[Text excerpt — start]

Jean-Claude Juncker - Photo EC

(STRASBOURG) - The EU's incoming chief executive Jean-Claude Juncker vowed Wednesday to seize the "last chance" for the bloc as his team of commissioners won parliamentary approval to start work on a stalling economy and foreign policy challenges.

The European Parliament in Strasbourg voted by 423 to 209 in favour of Juncker's European Commission, which will have a five-year mandate as the union's executive branch starting on November 1.

But with disillusioned voters fearing a return of the economic crisis in the eurozone, suffering from high unemployment, and increasingly turning to anti-EU parties, Juncker said the new commission had to act now.

"This is the last-chance commission," the former Luxembourg prime minister said in a speech ahead of the vote.

"Either we win back the citizens of Europe, drastically reduce the level of unemployment and give young people a European perspective, or we fail."

Juncker won fewer votes than his Portuguese predecessor Jose Manuel Barroso did for the previous commission, a factor he blamed on the surge of euroscepticism during Barroso's decade in office.

Juncker had risked missing his start date after parliament forced him to reshuffle his team following weeks of gruelling confirmation hearings, but the final members made it through on Monday.

He said he would start work immediately on readying a 300-billion-euro ($380-billion) investment package to boost jobs and growth by Christmas, amid global fears about the continent's economy.

Juncker added that the European Union must do more on issues such as the west Africa Ebola outbreak and the Islamic State militants in Iraq and Syria, although he made no mention of the crisis in Ukraine, which has raised tensions with Russia.

- World's biggest economy -

The Commission includes one member from each of the 28 nations in the EU, a bloc that covers more than 500 million people and taken together represents the world's biggest economy.

Juncker has appointed Dutch former foreign minister Frans Timmermans as his "right hand man" to oversee reforms to the Brussels bureaucracy.

Other key members include Italy's Federica Mogherini as foreign affairs chief, France's former finance minister Pierre Moscovici in the economic affairs role, Britain's Jonathan Hill as head of financial services, and Spain's Miguel Arias Canete as energy chief.

It is the first step in a complete leadership change at the top of the EU, with former Polish prime minister Donald Tusk due to take over in December as president of the European Council, which groups EU heads of state and government.

[Text excerpt — finish]
[Source material — start]

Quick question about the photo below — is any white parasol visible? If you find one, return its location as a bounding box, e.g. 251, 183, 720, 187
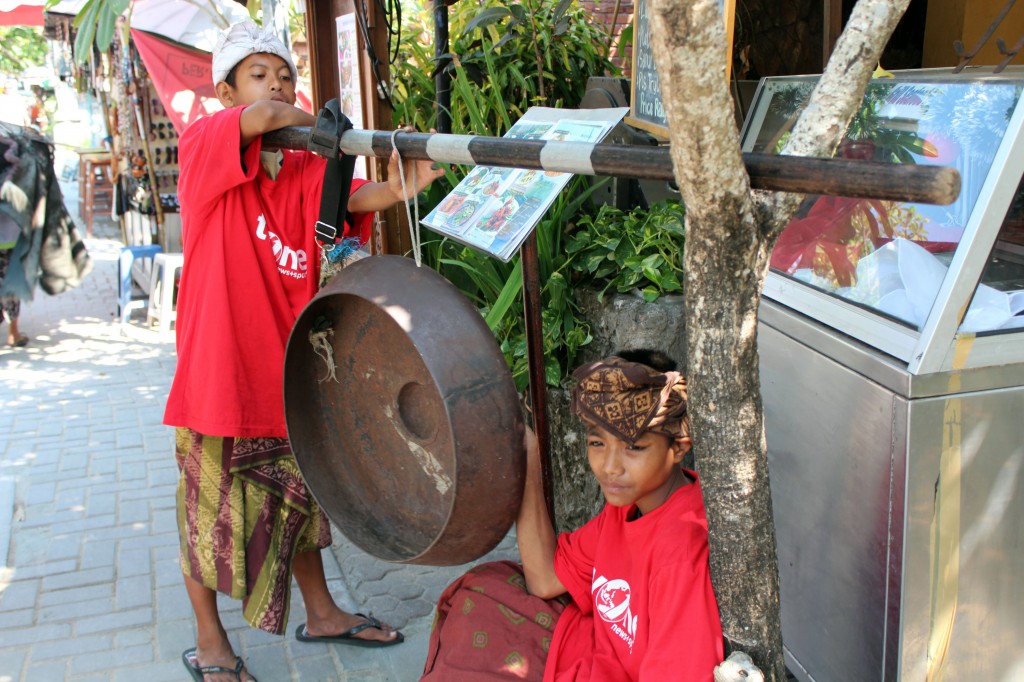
131, 0, 249, 52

[Source material — finish]

▶ **Work to complete**
1 – Translate this sentence from the article on Juncker's commission into Spanish: Juncker has appointed Dutch former foreign minister Frans Timmermans as his "right hand man" to oversee reforms to the Brussels bureaucracy.
2 – Please go on with the article on Juncker's commission, picking up after its last sentence.
The material is separate from the article on Juncker's commission.

▶ **Answers by item number**
1 – Juncker ha nombrado al exministro de Asuntos Exteriores neerlandés Frans Timmermans como su «mano derecha» para supervisar las reformas de la burocracia de Bruselas.

2 –
EU leaders will rubberstamp Juncker's commission at a summit in Brussels on Thursday and Friday.

The Commission is widely regarded as the most powerful institution in Brussels as it drafts laws, enforces national budgets and is responsible for negotiating trade deals between other countries and the EU.

Juncker promised to take a careful look at a controversial yet central clause in a proposed giant EU-US free trade deal that allows corporations to sue governments.

Speaking in a mixture of French and German with a smattering of English, Juncker also urged lawmakers to back his investment package to boost the economy.

World markets plunged last week on concerns that the fragile eurozone economy was set for a triple-dip recession, sparked by debt-ridden Greece's plans to exit its international bailout early.

"If you give us your support today, we will present the jobs, growth and investment package before Christmas," Juncker said.

But he promised to uphold the EU's budgetary rules and be "tough when we need to be tough", with one of his team's first tasks likely to be dealing with France over its budget deficit.

Several MEPs held up banners saying "No Austerity" during the debate, underscoring the division within the EU between German-led austerity supporters and France and others who want to spend more.

The possibility of Britain leaving the EU in a planned 2017 referendum is another problem Juncker has to face, but he said he was "not prepared to change" EU migration rules in response to demands from London.

Juncker, meanwhile, said his team had to face up to a "more dangerous world".

On the Ebola outbreak he said Brussels only reacted when it "arrived on EU shores. We should have acted much sooner."